--- START OF TEXT BLOCK ---

# Dragon Fish?



## aqua art (Feb 19, 2003)

:help: I was at the local chain pet store the other day when I saw a fish labeled Dragon Fish. It was about 6" long and 1" high. Very active and moved lika loach. It is very heavly scailed. Looks like a dragon from a chineese mural. I passed on it since no one knew anythig about it. But it was cool, and I am trying to get several chineese resturants to let me design tanks for them. Can anyone help me? It was only $6.00, but he could do alot of damage to plants or fish with his size. :hehe: 
Thanks


----------



## doooog (Mar 17, 2003)

I was gonna try to get one of those, but it jumped outtat my LFS's tank 2 times, and the 2nd ime did it in. This guy was about 8", they are a goby. Also galled the violet goby. Some say that they are filter feeders, other say they will eat gold incan snails, and others say they go for the sinking shrimp pellets. They do have teeth, arranged similar to that of a piranha, but I have also been told they do not feed on fish. Go to predatoryfish.net/forums and search the previous posts on the subject. you'll find a bit more info there. 

I have heard that they are hard to get to take any kind of food, but the guy (as i said above) didn't live long enough for me to find out.

Good Luck

~Doug


----------



## jus1moretank (Jul 31, 2002)

They are hard to feed and if I'm not mistaken they are a brackish fish. (Gobioides broussonetti)


----------



## doooog (Mar 17, 2003)

i have heard they can swing to extremes (totally saltwater to totally freshwater) not to say this is healthy or anything. It probably significantly cuts the lifespan of them.


----------



## shadowcat_7 (Nov 23, 2002)

here is a good picture of one at the Ft. Worth Zoo, along with some info on it.http://www.whozoo.org/Anlife2001/johangus/jg_dragonfish.htm


----------



## aqua art (Feb 19, 2003)

Great info, and neat pix, but that's not the fish I saw. Isn't it terrable when common names get crossed. my fish was very scaled. Oh well, I haven't seen another one. If I do I will get Pix and post them. Then we will get to the bottem of this. I really appreciate all the attempts to help. I have sent several people to this site becouse folks do want to help.


----------



## Work In Progress (Mar 4, 2003)

Here are some more pics to check out.
When I saw these in Petsmart, I thought they were one of the ugliest fish ever, I almost bought one!

http://www.aquariumfish.net/images_01/dragon_fish.jpg
http://www.tropicalivefish.com/dragonfish.jpg

Now if the dragon fish you saw, didn't look like the ones above, then it is also possible that you may have been looking at an asian arrowana that are also refered to as dragon fish.
Here are some pics of those:

http://web.singnet.com.sg/~tskan/FrameSet_gallery.html
http://www.arofanatics.com/index.phpcontent=gallery&right=movies/movies

Good luck on your search  

Kelly


----------



## RXTrev (Mar 28, 2003)

I work at Petsmart on the weekends...these fish are cool looking, but hard to feed when they are under 6". They will eat feeder guppies but really never ate much while we had them, sold them fairly fast. My store does not carry them anymore, since most of the people that bought them did not care for them correctly. I think they wouldn't mess with a planted tank too much they don't move a lot and hide more than anything else, but feeding would be a problem. Maybe when they get bigger they might cause problems...just my 2cents


----------



## chris (Mar 30, 2003)

--- END OF TEXT BLOCK ---
--- START OF DATA SECTION ---

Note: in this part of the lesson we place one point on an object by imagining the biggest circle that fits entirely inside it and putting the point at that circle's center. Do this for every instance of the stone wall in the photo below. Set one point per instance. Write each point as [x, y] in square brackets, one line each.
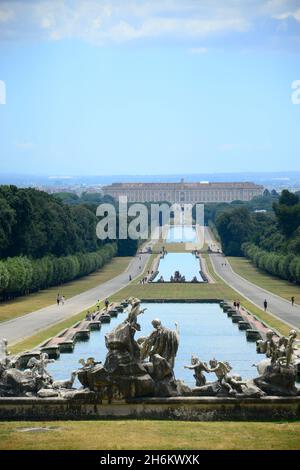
[183, 409]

--- END OF DATA SECTION ---

### TASK INSTRUCTIONS
[a] What scientific name does the dragon fish thread give for the fish?
[b] Write out the dragon fish thread between "Great info, and" and "want to help.", inclusive.
[c] Pick up the dragon fish thread where it stops and keep it going.

### RESPONSES TO THE TASKS
[a] Gobioides broussonetti

[b]
Great info, and neat pix, but that's not the fish I saw. Isn't it terrable when common names get crossed. my fish was very scaled. Oh well, I haven't seen another one. If I do I will get Pix and post them. Then we will get to the bottem of this. I really appreciate all the attempts to help. I have sent several people to this site becouse folks do want to help.

[c]
i had one that lived in pure fw and he ate brine shrimp ubifix and blood worm i moved and gave him to my friend that put him in his salt tank,Chris


----------



## STAT 007 (Feb 26, 2003)

This has to be the ugliest fish I know of, hands down. :roll:


----------



## aqua art (Feb 19, 2003)

those gobies are a lot closser to what I remember. I think the scales were more pronounced, but that could be memories and wishful thinking. Thanks again. The pet store said they get them about once every 6mo. If I get lucky, I may try one out.


----------



## smallworldsalive (Apr 6, 2004)

dear aqua art;

I believe the fish you are talking about the"dragon fish" is the given name from pet co for the BICHIR. i have 2 of these, one i got from pet co, the other i got from a specialty fish store,and this one is the ornate bichir, they are great so far but they are still small , i believe these can get up too 2 feet big, and they are carnivores!!! all my other fish are bigger than them ( or too prickly to eat ) but i have found that they attack frozen beefheart like it was their last meal... there is one other of these that i have seen and it is the albino.


----------



## Nordic (Nov 11, 2003)

http://www.dogpile.com/info.dogpl/search/images/BICHIR


----------



## AW0L (Jan 15, 2004)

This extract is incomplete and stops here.